──────── SOURCE RECORDS

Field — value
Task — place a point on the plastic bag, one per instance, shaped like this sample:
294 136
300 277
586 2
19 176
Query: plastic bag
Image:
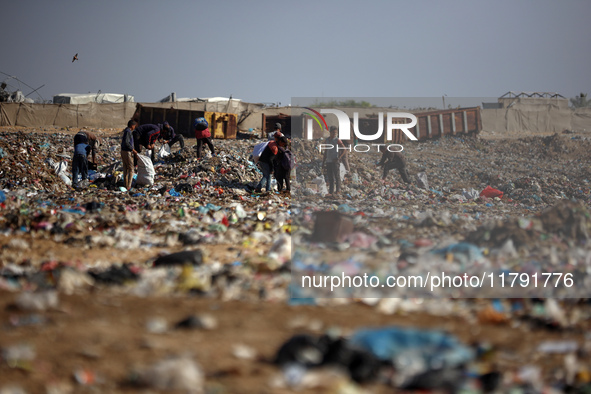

────────────────

▶ **WORK TASK**
From the line that contains "Task — place" to the last line of the data, print each line exactly, both ends included, and omit the pictures.

▶ **RESULT OF THE TASK**
Task — place a point on the plastic bag, one per instance, shaped like this sample:
294 136
300 277
586 2
19 176
Query: plastic bag
Image:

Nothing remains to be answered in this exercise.